Consigne |
Reprenez l'entretien sur l'engagement contre la pédocriminalité et poursuivez-le à la suite de sa dernière phrase.

Pourquoi vous êtes-vous engagée dans ce combat contre la pédocriminalité ?
Parce que je me suis retrouvée moi-même dans cette situation : entre mes 4 et 5 ans, j’ai été violée à plusieurs reprises par un photographe de 35 ans, ami de mes voisins. Ces derniers lui servaient de rabatteurs et m’ont livrée à cette personne, notamment lors d’un week-end à la campagne où ils étaient censés me garder. Mes parents n’avaient pas connaissance du fait que j’étais mise au contact et à disposition de cet homme régulièrement. Je n’ai recollé les morceaux de ce vécu traumatique que fin 2017, après trente-six ans d’amnésie. J’ai porté plainte, mais les faits étaient prescrits.
Mon association se concentre particulièrement sur la nipiocriminalité (du grec Nēpios, qui signifie « petit enfant »), c’est-à-dire la pédocriminalité sur les enfants pré-verbaux, entre la naissance et deux ans. Voilà pourquoi aujourd’hui j’utilise mon réseau, mes compétences, et je rassemble des adhérents experts et professionnels autour de ce sujet vital.

Extraits de liste |
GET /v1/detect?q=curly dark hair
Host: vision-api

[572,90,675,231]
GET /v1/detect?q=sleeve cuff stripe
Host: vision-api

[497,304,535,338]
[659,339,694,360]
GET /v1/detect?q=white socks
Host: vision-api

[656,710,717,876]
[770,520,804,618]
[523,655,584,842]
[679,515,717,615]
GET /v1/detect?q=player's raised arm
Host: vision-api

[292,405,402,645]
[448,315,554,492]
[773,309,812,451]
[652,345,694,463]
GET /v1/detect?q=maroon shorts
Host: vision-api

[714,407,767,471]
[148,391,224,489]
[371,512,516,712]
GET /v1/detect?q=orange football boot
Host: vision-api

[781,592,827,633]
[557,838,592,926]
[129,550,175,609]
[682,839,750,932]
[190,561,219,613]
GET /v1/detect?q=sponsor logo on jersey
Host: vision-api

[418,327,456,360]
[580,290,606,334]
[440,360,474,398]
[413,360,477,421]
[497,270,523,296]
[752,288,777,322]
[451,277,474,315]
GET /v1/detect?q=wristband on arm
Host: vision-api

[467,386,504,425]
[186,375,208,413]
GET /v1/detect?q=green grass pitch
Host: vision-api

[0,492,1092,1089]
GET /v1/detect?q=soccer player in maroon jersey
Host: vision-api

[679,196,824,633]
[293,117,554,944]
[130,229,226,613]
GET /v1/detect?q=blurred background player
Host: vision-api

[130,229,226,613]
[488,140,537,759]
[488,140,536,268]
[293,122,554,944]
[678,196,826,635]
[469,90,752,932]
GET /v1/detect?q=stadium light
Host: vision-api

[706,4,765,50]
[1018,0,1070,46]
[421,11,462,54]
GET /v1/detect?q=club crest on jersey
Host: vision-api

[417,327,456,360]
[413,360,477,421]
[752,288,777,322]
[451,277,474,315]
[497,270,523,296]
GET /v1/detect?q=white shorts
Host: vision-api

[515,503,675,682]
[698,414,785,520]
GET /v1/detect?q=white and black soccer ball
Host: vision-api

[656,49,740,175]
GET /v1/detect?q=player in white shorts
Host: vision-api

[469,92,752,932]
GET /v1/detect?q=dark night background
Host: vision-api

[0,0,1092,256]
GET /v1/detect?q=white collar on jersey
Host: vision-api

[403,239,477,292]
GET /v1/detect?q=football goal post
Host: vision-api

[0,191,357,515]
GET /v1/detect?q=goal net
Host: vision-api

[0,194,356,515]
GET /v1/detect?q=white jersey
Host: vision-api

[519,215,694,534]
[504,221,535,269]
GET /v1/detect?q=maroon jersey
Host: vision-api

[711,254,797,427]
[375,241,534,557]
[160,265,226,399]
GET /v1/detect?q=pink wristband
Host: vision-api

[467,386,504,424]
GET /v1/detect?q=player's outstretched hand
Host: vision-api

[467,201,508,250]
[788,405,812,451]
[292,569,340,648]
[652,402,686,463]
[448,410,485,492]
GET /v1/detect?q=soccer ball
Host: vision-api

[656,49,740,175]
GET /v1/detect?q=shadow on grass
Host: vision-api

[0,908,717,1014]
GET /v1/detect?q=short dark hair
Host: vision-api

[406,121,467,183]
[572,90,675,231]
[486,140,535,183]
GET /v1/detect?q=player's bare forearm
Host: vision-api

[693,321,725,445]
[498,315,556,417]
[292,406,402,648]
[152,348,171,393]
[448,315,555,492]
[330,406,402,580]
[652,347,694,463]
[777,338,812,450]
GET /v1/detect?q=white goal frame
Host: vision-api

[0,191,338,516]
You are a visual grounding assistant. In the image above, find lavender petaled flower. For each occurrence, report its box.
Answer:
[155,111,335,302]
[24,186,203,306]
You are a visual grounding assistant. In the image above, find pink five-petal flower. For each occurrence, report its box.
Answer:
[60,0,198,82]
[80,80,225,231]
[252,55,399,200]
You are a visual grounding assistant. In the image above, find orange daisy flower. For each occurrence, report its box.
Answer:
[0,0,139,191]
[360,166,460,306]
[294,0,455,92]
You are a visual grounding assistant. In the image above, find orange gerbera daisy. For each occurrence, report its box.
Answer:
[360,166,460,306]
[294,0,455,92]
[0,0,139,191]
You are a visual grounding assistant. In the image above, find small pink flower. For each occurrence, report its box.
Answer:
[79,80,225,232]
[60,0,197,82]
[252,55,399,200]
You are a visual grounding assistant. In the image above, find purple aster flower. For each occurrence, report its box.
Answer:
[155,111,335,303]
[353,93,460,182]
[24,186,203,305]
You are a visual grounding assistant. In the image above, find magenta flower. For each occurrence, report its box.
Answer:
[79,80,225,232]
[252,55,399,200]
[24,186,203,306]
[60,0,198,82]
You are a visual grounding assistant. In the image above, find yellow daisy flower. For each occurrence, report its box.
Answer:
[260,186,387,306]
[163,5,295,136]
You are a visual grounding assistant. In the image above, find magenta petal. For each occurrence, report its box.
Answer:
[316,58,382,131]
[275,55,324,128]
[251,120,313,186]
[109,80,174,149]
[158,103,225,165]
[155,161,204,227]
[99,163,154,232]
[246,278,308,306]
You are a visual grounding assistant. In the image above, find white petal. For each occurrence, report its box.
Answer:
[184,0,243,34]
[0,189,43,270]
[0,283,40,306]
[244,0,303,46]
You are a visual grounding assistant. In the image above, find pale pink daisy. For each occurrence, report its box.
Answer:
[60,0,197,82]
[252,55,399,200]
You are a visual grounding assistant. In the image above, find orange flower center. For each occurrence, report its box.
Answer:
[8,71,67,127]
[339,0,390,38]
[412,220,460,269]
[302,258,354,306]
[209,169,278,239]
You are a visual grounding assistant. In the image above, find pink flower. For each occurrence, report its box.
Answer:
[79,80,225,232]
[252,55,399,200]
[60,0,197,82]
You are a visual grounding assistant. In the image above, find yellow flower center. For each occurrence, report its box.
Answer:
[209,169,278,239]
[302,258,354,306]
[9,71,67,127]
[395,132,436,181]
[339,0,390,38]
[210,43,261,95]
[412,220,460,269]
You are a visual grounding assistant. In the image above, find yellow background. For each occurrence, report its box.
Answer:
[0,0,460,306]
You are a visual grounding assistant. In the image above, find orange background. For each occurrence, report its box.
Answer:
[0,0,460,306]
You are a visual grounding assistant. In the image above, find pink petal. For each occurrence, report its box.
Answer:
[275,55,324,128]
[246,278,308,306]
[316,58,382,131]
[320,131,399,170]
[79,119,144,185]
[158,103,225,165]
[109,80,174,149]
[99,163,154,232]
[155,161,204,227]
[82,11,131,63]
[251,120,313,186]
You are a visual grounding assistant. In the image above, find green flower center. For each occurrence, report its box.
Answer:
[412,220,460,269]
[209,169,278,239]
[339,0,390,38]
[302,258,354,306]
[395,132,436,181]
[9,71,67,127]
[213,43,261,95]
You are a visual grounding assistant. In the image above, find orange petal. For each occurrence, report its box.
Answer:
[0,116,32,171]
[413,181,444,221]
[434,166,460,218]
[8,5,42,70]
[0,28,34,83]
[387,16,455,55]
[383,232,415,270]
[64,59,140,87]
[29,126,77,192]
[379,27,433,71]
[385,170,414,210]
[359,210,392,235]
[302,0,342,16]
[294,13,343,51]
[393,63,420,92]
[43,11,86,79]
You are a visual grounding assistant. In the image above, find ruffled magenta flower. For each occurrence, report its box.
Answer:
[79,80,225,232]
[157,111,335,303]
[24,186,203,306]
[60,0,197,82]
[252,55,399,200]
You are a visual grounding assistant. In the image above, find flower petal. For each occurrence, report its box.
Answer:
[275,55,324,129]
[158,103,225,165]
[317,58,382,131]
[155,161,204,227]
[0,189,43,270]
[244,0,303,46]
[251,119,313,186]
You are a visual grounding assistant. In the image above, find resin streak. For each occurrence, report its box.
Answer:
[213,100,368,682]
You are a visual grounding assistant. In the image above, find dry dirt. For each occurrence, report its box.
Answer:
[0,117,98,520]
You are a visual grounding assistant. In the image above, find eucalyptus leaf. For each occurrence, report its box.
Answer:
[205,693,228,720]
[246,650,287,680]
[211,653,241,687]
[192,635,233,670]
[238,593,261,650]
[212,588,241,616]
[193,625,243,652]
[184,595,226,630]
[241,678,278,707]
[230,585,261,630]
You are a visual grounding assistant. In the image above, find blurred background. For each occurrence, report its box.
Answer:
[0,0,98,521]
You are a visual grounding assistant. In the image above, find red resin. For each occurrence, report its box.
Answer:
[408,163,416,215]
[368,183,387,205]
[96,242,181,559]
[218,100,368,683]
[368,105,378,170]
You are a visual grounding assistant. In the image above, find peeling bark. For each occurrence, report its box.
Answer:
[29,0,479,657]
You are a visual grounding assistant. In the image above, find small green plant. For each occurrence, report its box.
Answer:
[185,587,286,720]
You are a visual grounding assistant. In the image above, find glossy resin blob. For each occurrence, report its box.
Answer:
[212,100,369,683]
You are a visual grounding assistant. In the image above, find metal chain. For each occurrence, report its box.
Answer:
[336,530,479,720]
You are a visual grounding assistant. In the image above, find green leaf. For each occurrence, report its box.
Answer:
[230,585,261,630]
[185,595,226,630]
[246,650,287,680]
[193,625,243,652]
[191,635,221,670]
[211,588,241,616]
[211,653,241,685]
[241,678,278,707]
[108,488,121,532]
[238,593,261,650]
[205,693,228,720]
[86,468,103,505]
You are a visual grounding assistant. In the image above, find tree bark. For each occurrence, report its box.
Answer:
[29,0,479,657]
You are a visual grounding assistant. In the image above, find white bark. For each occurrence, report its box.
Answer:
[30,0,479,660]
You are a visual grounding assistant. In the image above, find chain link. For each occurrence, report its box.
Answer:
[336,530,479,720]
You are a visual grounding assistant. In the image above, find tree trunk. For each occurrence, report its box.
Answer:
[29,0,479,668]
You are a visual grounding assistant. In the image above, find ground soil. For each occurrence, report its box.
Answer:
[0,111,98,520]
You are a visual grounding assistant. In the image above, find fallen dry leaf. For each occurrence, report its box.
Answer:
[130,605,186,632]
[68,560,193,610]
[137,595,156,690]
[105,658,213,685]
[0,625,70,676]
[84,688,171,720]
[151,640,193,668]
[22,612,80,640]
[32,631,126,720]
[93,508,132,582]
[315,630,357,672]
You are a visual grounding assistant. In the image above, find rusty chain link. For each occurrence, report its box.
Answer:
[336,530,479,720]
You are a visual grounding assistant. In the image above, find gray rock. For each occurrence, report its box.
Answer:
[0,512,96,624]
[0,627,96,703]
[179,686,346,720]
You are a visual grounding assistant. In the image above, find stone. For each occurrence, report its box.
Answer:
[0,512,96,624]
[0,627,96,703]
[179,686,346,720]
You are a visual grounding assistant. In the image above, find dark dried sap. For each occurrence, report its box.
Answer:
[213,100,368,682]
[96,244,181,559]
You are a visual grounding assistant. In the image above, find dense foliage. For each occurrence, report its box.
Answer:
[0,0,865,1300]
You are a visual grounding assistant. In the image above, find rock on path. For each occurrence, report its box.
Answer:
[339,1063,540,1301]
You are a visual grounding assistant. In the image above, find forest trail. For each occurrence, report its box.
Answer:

Réponse |
Selon vous, est-ce que le regard de la société a changé sur ces crimes ?
L’avantage, avec le numérique, c’est que cela contribue à une prise de conscience de l’ampleur du phénomène. Les CSAM [Child Abuse Sexual Material, soit des photos ou vidéos qui montrent un enfant sur lequel on commet un acte sexuel] pullulent sur Internet et le darknet. Il y a des catégories de vidéos : 0-2 ans, 3-5 ans, etc. C’est pareil que sur une boutique en ligne. Ces crimes ont désormais une matérialité, à travers notamment les vidéos et photos de viols d’enfants qui s’échangent sur les forums de pédocriminels dans le cyberespace. Ces enfants existent, on ne peut donc plus les ignorer, et ces contenus constituent des preuves signées.
Quels sont les objectifs d’#IWAS ?
Il est urgent de développer un véritable système global de défense des enfants. Notre but, c’est de créer une méthodologie et des outils numériques à destination de tous les acteurs (pouvoirs publics, entreprises, associations, services de police, éditeurs de logiciels, etc.), et en coopération avec eux, afin de prévenir ces crimes en amont, sur le modèle de ce qui existe dans la lutte contre la cybercriminalité économique ou la cyberdéfense militaire.